How many lines in the rows below contain the string "ridge"? Case counts, so give only the number.
# Start of RECORDS FOR THE EXERCISE
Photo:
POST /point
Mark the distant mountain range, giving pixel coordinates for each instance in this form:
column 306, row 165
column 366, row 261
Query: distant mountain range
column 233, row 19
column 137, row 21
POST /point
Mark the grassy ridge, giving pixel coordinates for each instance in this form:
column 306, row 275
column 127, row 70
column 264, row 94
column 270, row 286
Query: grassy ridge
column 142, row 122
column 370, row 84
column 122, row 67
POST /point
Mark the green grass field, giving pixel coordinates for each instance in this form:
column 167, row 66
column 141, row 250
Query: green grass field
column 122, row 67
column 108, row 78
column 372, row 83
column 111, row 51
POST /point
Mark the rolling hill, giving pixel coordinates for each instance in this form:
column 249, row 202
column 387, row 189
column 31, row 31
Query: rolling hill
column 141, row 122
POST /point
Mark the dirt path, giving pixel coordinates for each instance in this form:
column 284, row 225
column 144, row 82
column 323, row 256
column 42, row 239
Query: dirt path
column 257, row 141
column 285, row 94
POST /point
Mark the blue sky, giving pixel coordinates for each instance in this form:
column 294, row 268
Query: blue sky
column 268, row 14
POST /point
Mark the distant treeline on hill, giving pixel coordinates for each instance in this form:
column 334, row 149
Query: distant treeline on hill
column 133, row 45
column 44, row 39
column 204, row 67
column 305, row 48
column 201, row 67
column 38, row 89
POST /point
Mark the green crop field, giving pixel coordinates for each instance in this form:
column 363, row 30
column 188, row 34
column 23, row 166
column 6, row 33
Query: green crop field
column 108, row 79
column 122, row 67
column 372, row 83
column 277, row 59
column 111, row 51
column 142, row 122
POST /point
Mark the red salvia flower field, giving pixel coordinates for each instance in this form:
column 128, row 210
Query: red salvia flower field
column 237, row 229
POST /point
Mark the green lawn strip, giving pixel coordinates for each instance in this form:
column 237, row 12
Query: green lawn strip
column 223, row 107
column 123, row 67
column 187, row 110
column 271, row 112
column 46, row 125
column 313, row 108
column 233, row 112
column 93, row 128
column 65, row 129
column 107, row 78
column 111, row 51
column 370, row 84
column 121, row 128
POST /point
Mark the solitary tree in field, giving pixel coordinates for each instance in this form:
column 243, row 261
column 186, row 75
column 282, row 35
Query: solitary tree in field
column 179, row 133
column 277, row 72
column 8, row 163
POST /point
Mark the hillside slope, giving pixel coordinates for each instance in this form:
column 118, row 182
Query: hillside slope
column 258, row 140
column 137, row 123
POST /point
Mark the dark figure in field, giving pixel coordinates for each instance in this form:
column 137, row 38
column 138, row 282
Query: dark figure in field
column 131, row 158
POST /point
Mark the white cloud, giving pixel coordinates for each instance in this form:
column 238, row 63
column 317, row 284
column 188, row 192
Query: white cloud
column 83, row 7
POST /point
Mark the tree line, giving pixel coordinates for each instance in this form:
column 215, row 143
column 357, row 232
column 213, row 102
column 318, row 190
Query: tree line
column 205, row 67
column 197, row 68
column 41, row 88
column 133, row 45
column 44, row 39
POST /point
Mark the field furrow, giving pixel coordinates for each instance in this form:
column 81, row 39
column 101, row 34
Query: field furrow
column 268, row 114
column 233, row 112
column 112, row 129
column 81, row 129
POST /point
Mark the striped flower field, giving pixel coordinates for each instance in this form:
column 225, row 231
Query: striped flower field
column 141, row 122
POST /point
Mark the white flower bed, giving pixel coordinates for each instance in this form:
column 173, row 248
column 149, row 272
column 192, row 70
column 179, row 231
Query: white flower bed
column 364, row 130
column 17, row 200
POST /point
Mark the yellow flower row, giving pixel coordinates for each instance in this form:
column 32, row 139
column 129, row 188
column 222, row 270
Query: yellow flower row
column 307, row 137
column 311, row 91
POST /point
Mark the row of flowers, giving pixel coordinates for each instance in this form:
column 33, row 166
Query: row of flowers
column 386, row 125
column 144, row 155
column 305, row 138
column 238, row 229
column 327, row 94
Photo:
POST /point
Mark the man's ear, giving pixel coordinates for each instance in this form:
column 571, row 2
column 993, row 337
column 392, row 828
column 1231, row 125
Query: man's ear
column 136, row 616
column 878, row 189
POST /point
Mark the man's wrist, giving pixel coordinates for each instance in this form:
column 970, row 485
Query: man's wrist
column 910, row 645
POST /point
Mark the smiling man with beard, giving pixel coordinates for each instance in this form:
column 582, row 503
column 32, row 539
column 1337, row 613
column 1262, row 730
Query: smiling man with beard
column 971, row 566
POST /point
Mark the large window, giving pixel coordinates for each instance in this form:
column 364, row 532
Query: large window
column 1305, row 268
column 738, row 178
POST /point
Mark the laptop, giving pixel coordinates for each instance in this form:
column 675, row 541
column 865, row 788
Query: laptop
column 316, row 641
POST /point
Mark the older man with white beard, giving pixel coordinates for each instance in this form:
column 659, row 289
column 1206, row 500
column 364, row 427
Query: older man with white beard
# End of RECORDS FOR THE EXERCISE
(SOLUTION TO THE EXERCISE):
2